| Work to complete |
Here are some records. Copy each one exactly.

| Data excerpts |
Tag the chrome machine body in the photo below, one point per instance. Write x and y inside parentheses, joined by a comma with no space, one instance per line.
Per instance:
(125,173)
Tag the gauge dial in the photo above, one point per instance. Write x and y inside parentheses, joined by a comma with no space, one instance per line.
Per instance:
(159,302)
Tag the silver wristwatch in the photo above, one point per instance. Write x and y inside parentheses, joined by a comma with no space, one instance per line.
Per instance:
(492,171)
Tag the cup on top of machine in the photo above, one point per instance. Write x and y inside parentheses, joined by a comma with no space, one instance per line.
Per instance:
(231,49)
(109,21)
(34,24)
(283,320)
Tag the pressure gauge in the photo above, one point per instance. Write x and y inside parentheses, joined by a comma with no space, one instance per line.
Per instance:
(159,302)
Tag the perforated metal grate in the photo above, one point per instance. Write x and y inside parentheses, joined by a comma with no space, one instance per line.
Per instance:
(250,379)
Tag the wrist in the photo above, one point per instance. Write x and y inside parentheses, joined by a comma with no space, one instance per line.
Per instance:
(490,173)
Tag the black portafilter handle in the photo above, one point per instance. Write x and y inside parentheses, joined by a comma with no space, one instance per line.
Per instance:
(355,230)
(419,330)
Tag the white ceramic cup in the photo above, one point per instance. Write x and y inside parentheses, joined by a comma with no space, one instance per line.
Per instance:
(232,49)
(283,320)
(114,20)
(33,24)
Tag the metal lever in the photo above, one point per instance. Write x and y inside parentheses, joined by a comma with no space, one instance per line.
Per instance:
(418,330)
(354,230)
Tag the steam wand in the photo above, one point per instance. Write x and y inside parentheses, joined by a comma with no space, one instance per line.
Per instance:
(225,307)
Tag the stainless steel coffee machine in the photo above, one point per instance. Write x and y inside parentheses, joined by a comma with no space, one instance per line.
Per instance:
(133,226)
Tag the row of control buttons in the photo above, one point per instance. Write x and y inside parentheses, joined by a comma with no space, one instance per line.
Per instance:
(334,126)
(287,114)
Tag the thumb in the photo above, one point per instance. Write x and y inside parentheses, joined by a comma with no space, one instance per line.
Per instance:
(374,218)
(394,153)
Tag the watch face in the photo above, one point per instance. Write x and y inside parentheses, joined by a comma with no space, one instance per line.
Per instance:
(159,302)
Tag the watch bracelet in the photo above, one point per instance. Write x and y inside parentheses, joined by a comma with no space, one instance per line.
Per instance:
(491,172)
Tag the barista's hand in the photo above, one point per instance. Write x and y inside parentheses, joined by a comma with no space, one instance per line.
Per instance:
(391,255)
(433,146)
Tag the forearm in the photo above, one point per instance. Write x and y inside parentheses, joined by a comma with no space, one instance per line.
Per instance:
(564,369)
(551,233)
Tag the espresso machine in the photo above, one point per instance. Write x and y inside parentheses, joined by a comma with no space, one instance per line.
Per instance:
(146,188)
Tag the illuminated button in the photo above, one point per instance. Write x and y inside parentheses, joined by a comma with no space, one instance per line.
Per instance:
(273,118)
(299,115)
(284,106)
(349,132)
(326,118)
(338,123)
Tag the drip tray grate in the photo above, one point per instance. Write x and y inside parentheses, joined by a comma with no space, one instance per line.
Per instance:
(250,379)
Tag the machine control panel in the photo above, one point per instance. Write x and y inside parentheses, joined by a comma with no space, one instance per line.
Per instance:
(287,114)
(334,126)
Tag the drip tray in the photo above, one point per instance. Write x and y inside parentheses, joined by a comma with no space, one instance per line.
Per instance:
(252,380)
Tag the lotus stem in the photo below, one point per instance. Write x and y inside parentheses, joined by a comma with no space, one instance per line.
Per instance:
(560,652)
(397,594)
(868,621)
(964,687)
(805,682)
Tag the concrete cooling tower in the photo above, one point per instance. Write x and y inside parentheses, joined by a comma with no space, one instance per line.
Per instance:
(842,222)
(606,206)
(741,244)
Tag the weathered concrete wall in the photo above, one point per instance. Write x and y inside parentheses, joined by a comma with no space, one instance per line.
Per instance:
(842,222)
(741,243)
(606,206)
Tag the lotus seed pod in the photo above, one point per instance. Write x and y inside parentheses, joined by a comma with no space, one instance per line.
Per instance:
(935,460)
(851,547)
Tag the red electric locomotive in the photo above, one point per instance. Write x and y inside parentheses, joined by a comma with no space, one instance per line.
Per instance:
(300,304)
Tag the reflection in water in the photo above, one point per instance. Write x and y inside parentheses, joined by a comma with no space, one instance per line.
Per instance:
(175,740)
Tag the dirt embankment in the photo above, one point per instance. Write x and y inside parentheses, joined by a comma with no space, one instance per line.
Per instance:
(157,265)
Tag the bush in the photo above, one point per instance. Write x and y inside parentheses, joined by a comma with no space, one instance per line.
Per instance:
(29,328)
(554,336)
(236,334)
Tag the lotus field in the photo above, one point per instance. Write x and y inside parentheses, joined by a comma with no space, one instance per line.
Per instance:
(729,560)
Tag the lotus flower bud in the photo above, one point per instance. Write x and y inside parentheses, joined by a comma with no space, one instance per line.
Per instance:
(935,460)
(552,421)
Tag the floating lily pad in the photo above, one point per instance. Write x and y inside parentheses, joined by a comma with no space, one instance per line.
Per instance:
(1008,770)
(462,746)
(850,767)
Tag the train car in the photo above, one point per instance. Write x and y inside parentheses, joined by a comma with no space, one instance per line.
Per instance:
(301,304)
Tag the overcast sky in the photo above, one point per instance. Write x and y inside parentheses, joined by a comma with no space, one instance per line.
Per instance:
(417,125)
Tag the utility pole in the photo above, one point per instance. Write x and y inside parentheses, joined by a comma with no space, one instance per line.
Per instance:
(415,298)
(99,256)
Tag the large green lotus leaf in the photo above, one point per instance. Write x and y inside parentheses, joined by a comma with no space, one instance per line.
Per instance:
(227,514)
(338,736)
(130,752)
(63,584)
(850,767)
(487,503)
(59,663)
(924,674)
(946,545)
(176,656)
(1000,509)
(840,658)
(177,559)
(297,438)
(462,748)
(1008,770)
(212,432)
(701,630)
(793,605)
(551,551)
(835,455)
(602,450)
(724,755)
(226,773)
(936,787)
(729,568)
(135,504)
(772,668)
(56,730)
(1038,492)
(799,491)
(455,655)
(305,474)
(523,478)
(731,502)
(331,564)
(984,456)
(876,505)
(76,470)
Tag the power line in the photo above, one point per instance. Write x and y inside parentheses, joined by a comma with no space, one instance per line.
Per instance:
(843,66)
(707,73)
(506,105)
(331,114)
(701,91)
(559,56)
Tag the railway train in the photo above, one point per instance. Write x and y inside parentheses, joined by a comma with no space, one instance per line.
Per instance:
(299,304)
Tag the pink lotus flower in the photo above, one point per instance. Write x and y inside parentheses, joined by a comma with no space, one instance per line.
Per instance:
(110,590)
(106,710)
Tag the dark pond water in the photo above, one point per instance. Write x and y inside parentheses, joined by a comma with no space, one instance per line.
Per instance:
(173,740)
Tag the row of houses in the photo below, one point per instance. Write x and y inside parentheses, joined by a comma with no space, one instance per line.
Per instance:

| Answer to this problem |
Tag the chrome machine body in the photo below, one point per instance. Write x and y inside parentheses, joined by a comma with no space, one instance per line.
Per instance:
(125,173)
Tag the gauge dial in the photo above, one point per instance. Write x and y inside parentheses, joined by a comma with no space, one instance per line.
Per instance:
(159,302)
Tag the silver wristwatch in the photo above, one point per instance. Write x and y inside parentheses, joined by a comma with no space, one instance per line.
Per instance:
(492,171)
Tag the cup on top of machine in the photo above, one point per instance. Write x and y inside parentheses, joined by a comma with no space, one instance per line.
Per instance:
(231,49)
(109,21)
(34,24)
(283,320)
Tag the pressure gauge in the photo above, one point per instance. Write x and y inside parentheses, joined by a comma with no space, one instance per line.
Per instance:
(159,302)
Tag the perforated metal grate in the photo above, one point per instance. Write x and y inside parentheses, joined by a comma with no space, one instance per line.
Per instance:
(250,379)
Tag the wrist in the photo above, one point per instance. Write x and y inside parentheses, joined by a comma with no space, one instance per line.
Per instance:
(490,173)
Tag the black portafilter handle in the photo above, one point per instance. Write x and y inside parentheses, joined by a comma with no space, one instance per line.
Per instance:
(355,230)
(419,330)
Tag the white ceramic cup in the photo above, one point per instance. Write x and y inside parentheses, joined by a comma with no space, one instance per line.
Per instance:
(232,49)
(283,320)
(114,20)
(33,24)
Tag the metal lever in the photo above, one point per instance. Write x and y inside parentheses, joined by a comma with no space, one instance per line.
Per instance:
(418,330)
(354,230)
Tag the steam wand in the photo above, one point per instance. Write x and y inside parentheses, joined by a comma with no space, one instance per line.
Per instance:
(225,307)
Tag the stainless steel coffee machine in the photo above, one point per instance. Write x and y inside parentheses, joined by a comma with no space, one instance per line.
Per instance:
(133,226)
Tag the row of control buttons in the photo above, one point per instance. Write x and y inside parentheses, joined by a comma with no space, one instance per line.
Per instance:
(334,126)
(287,114)
Tag the thumb in the photo above, one point per instance. Write x and y inside parentheses, joined by a comma with no space, one instance per line.
Per instance:
(374,218)
(394,153)
Tag the watch face in the photo above, one point per instance. Write x and y inside parentheses, joined by a comma with no space, one instance per line.
Per instance:
(159,302)
Tag the watch bracelet in the photo above, one point per instance. Write x and y inside parentheses, joined by a comma with no space, one instance per line.
Per instance:
(491,172)
Tag the barista's hand in the photo above, one point per instance. Write x and y inside parentheses, joined by a comma with no space, one instance per line.
Per instance:
(391,255)
(433,146)
Tag the forearm in the photo above, one point per instance. Write x and y inside parentheses, joined by a comma with no space, one instance per line.
Per instance:
(564,369)
(551,233)
Tag the espresso machine in the photo above, one point per instance. Write x and y inside parentheses, joined by a comma with no space, one instance per line.
Per instance:
(146,188)
Tag the illuminated button in the photo above, one point per instance. Write x and y inside parentheses, joined by a comma with no space, one instance per line.
Per instance:
(273,118)
(299,115)
(284,106)
(349,132)
(326,118)
(338,123)
Tag the drip tray grate in the photo above, one point per instance. Write x and y inside parentheses, joined by a comma with no space, one instance per line.
Per instance:
(250,379)
Tag the machine control panel in the photo above, one point per instance. Write x and y inside parentheses, joined by a comma with no space, one instance per line.
Per instance:
(287,114)
(334,126)
Tag the drip tray in the photo above, one point per instance. Write x and y inside parentheses, joined by a comma with no space, one instance per line.
Per instance:
(252,380)
Tag the lotus stem in the photo below, one point per instance. Write x and y inside parentheses, joined by a comma with no space, one instance per line.
Per instance:
(560,652)
(397,594)
(868,621)
(964,687)
(805,682)
Tag the concrete cooling tower in the photo above, one point per instance. Write x and y inside parentheses, joined by a comma with no space, one instance per line.
Per instance:
(842,222)
(606,206)
(741,244)
Tag the weathered concrete wall in the photo above, one point per instance. Write x and y inside parentheses, joined by a comma with no space, one instance per line.
Per instance:
(842,222)
(741,243)
(606,206)
Tag the lotus seed pod in the photo above, one point per instance. Write x and y inside parentheses, joined by a comma with no space, one instance per line.
Per instance:
(935,460)
(851,547)
Tag the red electric locomotive in the photo above, one point per instance. Write x and y inside parentheses, joined by a comma with no space, one instance per line.
Per instance:
(300,304)
Tag the reflection in water in the photo above, one point per instance. Write x and y inside parentheses, joined by a comma with no space, one instance per line.
Per instance:
(175,740)
Tag the dirt embankment in the photo above, one point per instance. Write x and y inside parentheses, joined by a comma with no space, one instance per line.
Per instance:
(157,265)
Tag the bush in the photo above, one point per instance. Write x and y inside parentheses, joined by a comma with no space, one instance per line.
Per instance:
(29,328)
(554,336)
(236,334)
Tag the lotus field in the photo above, one point per instance. Write x and y inside parentheses, joined by a comma with no space, one instance per line.
Per instance:
(729,560)
Tag the lotus flower bud in the photo above, one point per instance. Write x and y inside parentheses, joined by a comma with no space, one instance per line.
Per instance:
(935,460)
(552,421)
Tag the floating lily pad in the photo above, one point per instance. Write x and y inside parentheses, joined by a comma with no space, one instance per line.
Per instance:
(1008,770)
(462,746)
(850,767)
Tag the train car in the photo above, one point per instance. Write x and y inside parentheses, joined by a comma with no space, one instance per line.
Per instance:
(301,304)
Tag the overcast sky in the photo above, one point per instance. Write x and y inside parentheses, joined by a comma with no space, one instance per line.
Per instance:
(417,125)
Tag the utility pole in the photo above, one point per instance. Write x and y inside parentheses, joined by a comma with no space, one instance per line.
Per instance:
(415,298)
(99,256)
Tag the large green lotus leaf in the photo above, one point per instance. Write x and y inside parentheses, joined by a comma with no space, one instance per line.
Per instance:
(227,514)
(338,736)
(130,752)
(63,584)
(850,767)
(487,503)
(59,663)
(924,674)
(946,545)
(176,656)
(1000,509)
(840,658)
(177,559)
(297,438)
(462,748)
(1008,770)
(212,432)
(701,630)
(793,605)
(551,551)
(835,455)
(602,450)
(724,755)
(226,773)
(936,787)
(729,568)
(135,504)
(772,668)
(56,730)
(1038,492)
(799,491)
(455,655)
(305,474)
(523,478)
(731,502)
(331,564)
(984,456)
(876,505)
(76,470)
Tag the power line in the photo above, one point per instance. Write x and y inside parentheses, joined by a comma with no space, one instance per line.
Per instance:
(843,66)
(707,73)
(506,105)
(331,114)
(701,91)
(559,56)
Tag the railway train in the photo above, one point per instance. Write x and y inside parentheses, joined by a comma with no space, one instance per line.
Per instance:
(299,304)
Tag the pink lotus flower in the photo above, one point per instance. Write x and y inside parentheses, joined by a comma with no space, one instance per line.
Per instance:
(110,590)
(106,710)
Tag the dark pond water in the photo above, one point per instance. Write x and y inside parentheses, joined by a comma with no space, one instance per line.
Per instance:
(173,740)
Tag the row of houses in the photo below, one point per instance. Write x and y inside parentheses, joined by a comma with no space, one instance per line.
Per instance:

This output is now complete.